* [PROVIDED ENTRIES]:
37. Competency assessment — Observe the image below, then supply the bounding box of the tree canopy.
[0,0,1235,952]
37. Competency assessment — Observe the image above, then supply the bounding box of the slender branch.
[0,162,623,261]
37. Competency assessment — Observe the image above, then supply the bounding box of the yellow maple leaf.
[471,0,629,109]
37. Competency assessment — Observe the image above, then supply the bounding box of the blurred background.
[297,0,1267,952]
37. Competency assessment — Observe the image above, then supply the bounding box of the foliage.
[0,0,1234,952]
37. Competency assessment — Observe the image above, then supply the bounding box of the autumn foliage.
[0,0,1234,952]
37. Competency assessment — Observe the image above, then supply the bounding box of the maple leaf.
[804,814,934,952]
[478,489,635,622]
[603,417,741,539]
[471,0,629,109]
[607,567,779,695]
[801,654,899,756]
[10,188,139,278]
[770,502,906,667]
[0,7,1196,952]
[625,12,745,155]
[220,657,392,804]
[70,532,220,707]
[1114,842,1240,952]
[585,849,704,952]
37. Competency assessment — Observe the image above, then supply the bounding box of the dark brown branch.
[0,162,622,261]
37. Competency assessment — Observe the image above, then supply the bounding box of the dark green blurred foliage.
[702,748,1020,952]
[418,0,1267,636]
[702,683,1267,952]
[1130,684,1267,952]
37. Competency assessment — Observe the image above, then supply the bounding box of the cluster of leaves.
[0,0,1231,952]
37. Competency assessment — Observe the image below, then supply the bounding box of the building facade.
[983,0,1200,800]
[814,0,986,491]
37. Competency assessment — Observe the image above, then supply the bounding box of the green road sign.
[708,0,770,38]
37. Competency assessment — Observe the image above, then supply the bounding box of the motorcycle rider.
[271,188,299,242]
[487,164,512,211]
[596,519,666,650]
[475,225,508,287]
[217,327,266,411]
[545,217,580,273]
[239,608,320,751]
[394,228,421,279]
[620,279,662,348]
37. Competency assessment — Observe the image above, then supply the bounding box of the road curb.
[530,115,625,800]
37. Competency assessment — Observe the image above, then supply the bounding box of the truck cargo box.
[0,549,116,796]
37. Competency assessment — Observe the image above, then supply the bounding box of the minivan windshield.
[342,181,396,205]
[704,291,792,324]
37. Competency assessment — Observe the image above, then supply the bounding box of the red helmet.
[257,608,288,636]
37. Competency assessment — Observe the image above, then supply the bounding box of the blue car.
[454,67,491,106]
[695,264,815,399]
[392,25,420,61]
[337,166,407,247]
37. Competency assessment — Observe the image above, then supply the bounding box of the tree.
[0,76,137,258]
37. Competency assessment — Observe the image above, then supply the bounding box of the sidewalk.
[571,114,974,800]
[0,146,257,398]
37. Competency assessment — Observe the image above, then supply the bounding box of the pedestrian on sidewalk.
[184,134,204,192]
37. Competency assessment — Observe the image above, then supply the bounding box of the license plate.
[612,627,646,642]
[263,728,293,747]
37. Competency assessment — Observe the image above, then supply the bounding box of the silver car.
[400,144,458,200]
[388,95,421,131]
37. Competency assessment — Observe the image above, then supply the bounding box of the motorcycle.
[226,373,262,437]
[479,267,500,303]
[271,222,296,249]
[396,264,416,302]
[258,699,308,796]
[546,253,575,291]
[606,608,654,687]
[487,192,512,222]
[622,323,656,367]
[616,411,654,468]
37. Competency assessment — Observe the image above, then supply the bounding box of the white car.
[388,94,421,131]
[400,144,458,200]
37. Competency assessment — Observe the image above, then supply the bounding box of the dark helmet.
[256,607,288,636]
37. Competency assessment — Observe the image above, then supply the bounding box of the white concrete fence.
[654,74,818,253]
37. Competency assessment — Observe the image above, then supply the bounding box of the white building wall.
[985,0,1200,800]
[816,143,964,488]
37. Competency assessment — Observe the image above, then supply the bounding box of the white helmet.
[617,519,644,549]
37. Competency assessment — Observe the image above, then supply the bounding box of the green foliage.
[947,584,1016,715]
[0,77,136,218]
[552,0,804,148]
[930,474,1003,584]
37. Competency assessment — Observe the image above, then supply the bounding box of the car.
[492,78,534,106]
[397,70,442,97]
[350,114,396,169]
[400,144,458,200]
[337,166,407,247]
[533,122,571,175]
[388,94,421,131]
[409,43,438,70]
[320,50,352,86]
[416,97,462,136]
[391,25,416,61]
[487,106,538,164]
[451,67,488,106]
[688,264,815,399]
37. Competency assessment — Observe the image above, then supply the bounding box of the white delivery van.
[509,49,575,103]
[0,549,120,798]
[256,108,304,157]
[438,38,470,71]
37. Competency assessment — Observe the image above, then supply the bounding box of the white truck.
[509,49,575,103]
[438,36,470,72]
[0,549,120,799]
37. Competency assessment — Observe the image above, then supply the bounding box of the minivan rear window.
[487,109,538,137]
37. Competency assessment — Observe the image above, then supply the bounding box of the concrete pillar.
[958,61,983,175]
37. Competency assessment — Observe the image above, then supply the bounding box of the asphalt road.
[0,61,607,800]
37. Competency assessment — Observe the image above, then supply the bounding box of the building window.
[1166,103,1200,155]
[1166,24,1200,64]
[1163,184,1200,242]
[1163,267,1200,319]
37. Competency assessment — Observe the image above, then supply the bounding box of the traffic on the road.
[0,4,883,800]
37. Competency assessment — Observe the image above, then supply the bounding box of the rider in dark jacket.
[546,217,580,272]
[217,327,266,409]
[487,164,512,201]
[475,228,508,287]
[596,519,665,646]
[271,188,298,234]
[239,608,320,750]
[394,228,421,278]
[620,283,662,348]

* [OBJECTIVE]:
Copy out all the rows above with each "supply" swapped for "provide", changing nothing else.

* [RESPONSE FOR THIS EXERCISE]:
37. Competency assessment — Observe the image below, then provide the bounding box of the tree canopy.
[0,0,1235,952]
37. Competency assessment — Observe the image above, then provide the bounding box of the slender branch.
[0,162,623,261]
37. Competency assessment — Observe the image above, then provide the bounding box of the yellow maple leaf.
[471,0,629,109]
37. Competency assessment — Observe the image above, then provide the bounding box of the blurred background.
[297,0,1267,952]
37. Competency assessment — Observe the image above, then provide the bounding box of the foliage.
[0,0,1234,952]
37. Competency assessment — Observe the image above, then provide the bounding box of the autumn foliage.
[0,0,1234,952]
37. Competency assessment — Observe the image above, then provide the bounding box of the maple leaf.
[804,814,934,952]
[478,489,635,622]
[603,417,741,539]
[471,0,629,109]
[607,567,779,695]
[801,654,899,756]
[10,188,139,278]
[770,502,906,667]
[0,7,1196,952]
[625,12,745,155]
[220,657,392,804]
[70,532,220,707]
[1114,842,1240,952]
[585,849,704,952]
37. Competency assessment — Observe the image above, then provide the bounding box of the dark brown branch.
[0,162,622,261]
37. Competency assessment — Observe the image above, then provide the bounding box of the dark green blurred foliage.
[702,748,1020,952]
[418,0,1267,636]
[702,683,1267,952]
[1130,684,1267,952]
37. Competency assessment — Observe the image above, then provide the bounding box of the cluster of leaves.
[0,0,1231,952]
37. Competency assessment — Observe the image below, then provide the bounding box of the building facade.
[983,0,1200,800]
[814,0,986,491]
37. Competency assessment — Observe the image above, then provide the bounding box of the green road sign.
[708,0,770,38]
37. Competency assessment — Observe the image above, then provide the bounding box of the motorcycle rider.
[271,188,299,242]
[487,164,512,211]
[596,519,666,650]
[475,225,508,287]
[217,327,266,411]
[545,217,580,273]
[239,608,320,751]
[394,228,421,279]
[620,279,662,348]
37. Competency assessment — Observe the image above, then provide the bounding box of the road curb.
[530,115,625,800]
37. Competency assessment — Observe the image above, then provide the bounding box of the truck cargo box.
[0,549,116,796]
37. Competency assessment — Observe the image above, then provide the bounding box of the minivan windshield.
[342,181,396,205]
[704,291,792,324]
37. Competency assessment — Observe the image above, then provide the bounding box of the red helmet.
[257,608,288,636]
37. Competency assessment — Observe the image above, then provide the bounding box of the blue car.
[454,67,491,106]
[695,264,815,399]
[392,25,420,61]
[337,166,407,247]
37. Competency assessment — Observe the image above, then provide the bounding box of the tree.
[0,76,137,258]
37. Competency assessment — Observe the image above, then provide the bounding box of the sidewalk.
[571,114,974,800]
[0,146,257,398]
37. Competency assessment — Observe the image above, then provide the bounding box of the pedestrian on sidewalk.
[184,134,204,192]
37. Competency assessment — Observe the image above, then provide the bounding box of the license plate.
[612,627,646,642]
[263,728,293,747]
37. Competency assessment — Observe the image above, then provide the bounding box of the silver car.
[400,144,458,200]
[388,95,421,131]
37. Competency assessment — Observe the image above, then provide the bounding box of the motorcycle.
[226,373,262,437]
[479,267,500,303]
[271,222,296,249]
[396,264,416,302]
[258,699,308,796]
[546,253,575,291]
[606,608,654,687]
[487,192,512,222]
[622,323,656,367]
[616,411,654,468]
37. Competency assessment — Observe the image above, then provide the bounding box of the white car.
[388,94,421,131]
[400,144,458,200]
37. Competency assessment — Observe the image above, then provide the bounding box of the dark helmet.
[256,607,288,636]
37. Competency assessment — Observe the image above, then provide the bounding box of the white concrete fence.
[654,74,818,253]
37. Competency assessment — Observe the image above, then provide the bounding box of the white building wall.
[985,0,1200,800]
[816,143,964,488]
37. Competency assessment — Observe the image above, then provide the bounding box of the white helmet.
[617,519,644,549]
37. Competency assessment — Observe the image above, then provide the bounding box of the green foliage.
[947,584,1016,715]
[0,77,136,218]
[552,0,804,148]
[930,474,1003,584]
37. Competency assessment — Observe the image above, then provide the bounding box of the car.
[492,78,534,106]
[397,70,442,97]
[350,114,396,169]
[400,144,458,200]
[337,166,407,247]
[533,122,571,175]
[388,94,421,131]
[409,43,438,70]
[320,50,352,86]
[416,97,462,136]
[391,25,416,61]
[487,106,538,164]
[451,67,488,106]
[688,264,815,399]
37. Competency assessment — Observe the image above, then provide the bounding box of the white delivery van.
[509,49,575,103]
[0,549,120,798]
[256,108,304,157]
[438,38,470,71]
37. Competency assessment — Observe the image above, then provide the bounding box of the white truck.
[509,49,575,103]
[438,36,470,72]
[0,549,120,799]
37. Competency assessment — Observe the image above, then provide the bounding box of the minivan rear window.
[487,109,538,137]
37. Competency assessment — Observe the image above, then provide the bounding box of the concrete pillar.
[958,61,983,175]
37. Competency assessment — Observe the image above, then provide the bounding box of the asphalt road.
[0,61,607,800]
37. Competency assessment — Observe the image above, then provide the bounding box of the building window.
[1166,103,1200,155]
[1166,24,1200,64]
[1163,184,1200,242]
[1163,267,1200,319]
37. Competency assessment — Observe the image above, then provide the bounding box of the traffic on the road.
[0,4,883,800]
37. Competency assessment — Observe the image above, then provide the bounding box of the rider in dark jacket.
[546,217,580,272]
[217,327,266,409]
[487,164,512,201]
[475,228,508,287]
[596,519,665,646]
[271,188,298,234]
[239,608,320,750]
[394,228,421,278]
[620,283,662,348]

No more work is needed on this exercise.